▶ **Belge alıntısı**
İkinci olarak uyku zamanlarını bilmen hayrına olacaktır. Havvat B. Cübeyr (r.a.)’den nakil bir hadisi şerifte:

“Gündüzün evvelinde uyumak dalgınlık, ortasında uyumak güzellik, sonunda uyumak ahmaklıktır.” buyurulmuştur. (Buhari Edebü’l-Müfred, 593; Hâkim, el- Müstedrek 5/538)

*Peki bu hadisleri nasıl anlamalıyız?

Bediüzzaman hazretleri asrın her hastalığında olduğu gibi bu problemine de ışık tutmuştur. Maalesef Güneş’in hareketlerinden namaz vaktini dahi hesaplayamaz bir vaziyet aldık. Takvimi dahi doğru okuyamıyoruz. Şimdi akılda kalacak şekilde yardımcı olmaya çalışacağım.

“Uyku üç nevidir.”

Birincisi: Gaylûledir. “Fecirden sonra tâ vakt-i kerahat bitinceye kadardır.” Yani imsaktan, güneş tamamen doğup kerahet çıkıncaya kadarki zamandır. Şimdi bunu örnekleyelim ki daha iyi otursun. ☺ Hemen eline bir takvim al ve bulunduğun günü aç. Ardından İmsak ve Güneş saatlerini işaretle…

Seninle temsili bir hesap yapalım:

Diyelim ki bulunduğun şehirde bugün ->

imsak vakti: 06.30 (Sabah namazı vaktinin girmesidir)

Güneş: 08.00 (Güneşin doğması)

▶ **Görev tanımı**
Uyku vakitlerini anlatan yazıyı son cümlesinden itibaren sürdürür müsün? Kayıtlara ihtiyaç yoktur.

▶ **Malzeme**
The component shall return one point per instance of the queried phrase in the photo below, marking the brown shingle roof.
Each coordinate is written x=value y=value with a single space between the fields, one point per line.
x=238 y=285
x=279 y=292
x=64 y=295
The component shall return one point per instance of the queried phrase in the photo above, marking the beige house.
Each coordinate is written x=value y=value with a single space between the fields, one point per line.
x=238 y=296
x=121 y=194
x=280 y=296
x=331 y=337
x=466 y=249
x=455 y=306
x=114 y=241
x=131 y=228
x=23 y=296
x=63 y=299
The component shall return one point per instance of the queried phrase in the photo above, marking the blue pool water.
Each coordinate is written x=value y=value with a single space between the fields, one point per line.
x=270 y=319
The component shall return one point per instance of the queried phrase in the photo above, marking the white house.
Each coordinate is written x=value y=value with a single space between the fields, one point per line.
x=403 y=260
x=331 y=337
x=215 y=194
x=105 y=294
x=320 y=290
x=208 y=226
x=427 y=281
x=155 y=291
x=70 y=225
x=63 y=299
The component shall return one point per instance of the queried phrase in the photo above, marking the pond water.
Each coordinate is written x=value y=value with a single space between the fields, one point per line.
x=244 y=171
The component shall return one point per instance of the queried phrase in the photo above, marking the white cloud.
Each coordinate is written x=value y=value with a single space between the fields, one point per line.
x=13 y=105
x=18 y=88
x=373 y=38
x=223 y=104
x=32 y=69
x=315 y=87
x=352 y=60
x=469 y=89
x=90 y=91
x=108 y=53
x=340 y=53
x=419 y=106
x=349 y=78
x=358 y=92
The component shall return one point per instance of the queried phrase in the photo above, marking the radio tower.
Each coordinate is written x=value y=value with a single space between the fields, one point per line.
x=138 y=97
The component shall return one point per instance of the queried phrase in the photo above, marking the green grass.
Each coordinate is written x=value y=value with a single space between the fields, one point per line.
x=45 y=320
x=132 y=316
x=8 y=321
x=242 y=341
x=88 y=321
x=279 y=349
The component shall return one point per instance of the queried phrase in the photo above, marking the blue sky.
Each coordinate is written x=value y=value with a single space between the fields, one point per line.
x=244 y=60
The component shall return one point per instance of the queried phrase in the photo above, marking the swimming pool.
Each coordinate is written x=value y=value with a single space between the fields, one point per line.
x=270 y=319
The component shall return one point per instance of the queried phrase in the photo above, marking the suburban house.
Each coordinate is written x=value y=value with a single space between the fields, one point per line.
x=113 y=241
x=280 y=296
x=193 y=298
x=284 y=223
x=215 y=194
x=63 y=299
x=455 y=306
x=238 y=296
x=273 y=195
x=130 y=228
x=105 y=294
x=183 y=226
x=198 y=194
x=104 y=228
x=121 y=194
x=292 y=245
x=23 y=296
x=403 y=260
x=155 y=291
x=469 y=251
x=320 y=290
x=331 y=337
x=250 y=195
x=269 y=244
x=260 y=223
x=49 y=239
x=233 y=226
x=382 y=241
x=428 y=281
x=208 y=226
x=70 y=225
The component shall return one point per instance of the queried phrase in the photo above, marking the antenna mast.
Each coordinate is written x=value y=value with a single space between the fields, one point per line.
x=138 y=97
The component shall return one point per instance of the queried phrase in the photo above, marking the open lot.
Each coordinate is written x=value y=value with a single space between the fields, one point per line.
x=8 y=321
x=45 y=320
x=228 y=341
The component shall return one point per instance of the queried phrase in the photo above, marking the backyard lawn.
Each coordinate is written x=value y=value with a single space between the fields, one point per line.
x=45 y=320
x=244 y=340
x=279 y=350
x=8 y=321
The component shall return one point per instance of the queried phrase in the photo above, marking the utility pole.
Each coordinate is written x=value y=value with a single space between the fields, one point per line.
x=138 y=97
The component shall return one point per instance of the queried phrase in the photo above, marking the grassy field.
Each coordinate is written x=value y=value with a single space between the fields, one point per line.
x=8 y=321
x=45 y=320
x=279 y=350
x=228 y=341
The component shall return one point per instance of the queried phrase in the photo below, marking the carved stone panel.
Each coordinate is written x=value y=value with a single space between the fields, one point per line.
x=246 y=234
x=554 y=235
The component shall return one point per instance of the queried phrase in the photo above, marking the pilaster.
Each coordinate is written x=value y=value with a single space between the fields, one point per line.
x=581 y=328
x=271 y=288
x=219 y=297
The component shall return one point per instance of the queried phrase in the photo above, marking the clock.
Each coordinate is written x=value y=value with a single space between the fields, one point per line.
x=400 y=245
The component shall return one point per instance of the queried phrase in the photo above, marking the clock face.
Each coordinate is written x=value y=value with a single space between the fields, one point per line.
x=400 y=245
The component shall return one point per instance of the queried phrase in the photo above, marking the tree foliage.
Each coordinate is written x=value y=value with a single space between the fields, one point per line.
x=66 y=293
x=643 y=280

▶ **Beklenen cevap**
Takvimde Güneş saatine 45 dakika eklersen “kerahet vaktinin çıktığı zamanı” bulmuş olursun. Yani bizim örneğimize göre: 08.00 + 45 dk = 08.45

Demek ki bu hesaba göre Gaylûle vakti: 06.30 ile 08.45 arasıdır. ☺

Peki gaylûle yaparsan ne olur?

“Bu uyku, rızkın noksaniyetine ve bereketsizliğine hadîsce sebebiyet verdiği için, hilâf-ı sünnettir.”

*Hadis-1: “Sabah namazından sonra uyumak rızka manidir.”(Beyhakî, el-âdâb, 1/276; Sarani, Levakıh-ul-Envar, s.295)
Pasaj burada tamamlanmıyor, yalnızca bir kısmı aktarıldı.